WHAT TO DO | Please write out the well completion passage again, starting at the words "[0071] The basement" and stopping after "basement packer 39.", and replace "collet" with "sleeve" everywhere in that span.

TEXT EXCERPT |
--- BEGIN ---
Consequently, the downhole setting position is very carefully
determined and accurately located. While there are several basement
packer setting procedures available to the art, wireline procedures
are often the most accurate, fastest and least expensive.
[0071] The basement packer 39 provides a sealing seat for an
interface plug on the lower end of the completion string 30. At the
wellbore surface, the completion string 30 is coaxially secured to
the service string 40 by the hydraulic release adapter collet 27.
The adapter collet 27 is an upper end adapter element that is
integral with the service string 40 assembly and serves to secure
the service string 40 to the drill string 29 and to the completion
string 30. Accordingly, the surface rig and draw works that support
the drill string 29 also supports and manipulates the service
string 40 and completion string 30 for initial well placement and
engagement with the basement packer 39.
[0072] In the axial assembly of the completion string 30, the
screens 64 and 90 are positioned relative to the basement packer 39
location for final setting opposite of or in close proximity with
the respective casing perforations 20 and 22. The locations of all
other elements in the assembly of the completion string 30 and the
service string 40 are dependent on these controlling positions.
[0073] Upon engagement of the basement packer 39 seat by the
downhole end of the completion string 30, a ball plug 137 (FIG. 4),
is deposited in the drill string 29 bore at the well surface. This
ball plug is allowed to descend by gravity toward the flow closing
seat 138 in the service string 40. Final engagement of the ball 137
with the seat 138 may be driven by a pumped fluid flow. If pumped,
the seat 138 engagement event is signified at the well surface by
an abrupt pump pressure increase.
--- END ---
RECORDED INFORMATION |
--- BEGIN ---
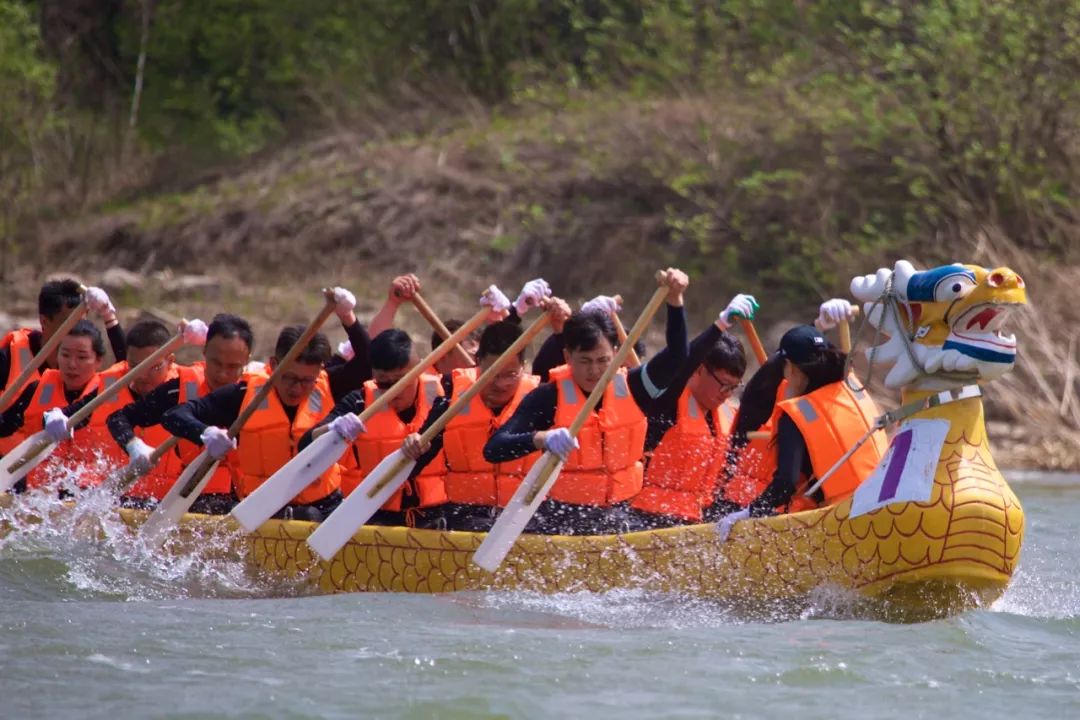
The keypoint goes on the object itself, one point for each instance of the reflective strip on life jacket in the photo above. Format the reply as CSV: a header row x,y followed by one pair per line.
--- END ---
EXERCISE SOLUTION |
[0071] The basement packer 39 provides a sealing seat for an
interface plug on the lower end of the completion string 30. At the
wellbore surface, the completion string 30 is coaxially secured to
the service string 40 by the hydraulic release adapter sleeve 27.
The adapter sleeve 27 is an upper end adapter element that is
integral with the service string 40 assembly and serves to secure
the service string 40 to the drill string 29 and to the completion
string 30. Accordingly, the surface rig and draw works that support
the drill string 29 also supports and manipulates the service
string 40 and completion string 30 for initial well placement and
engagement with the basement packer 39.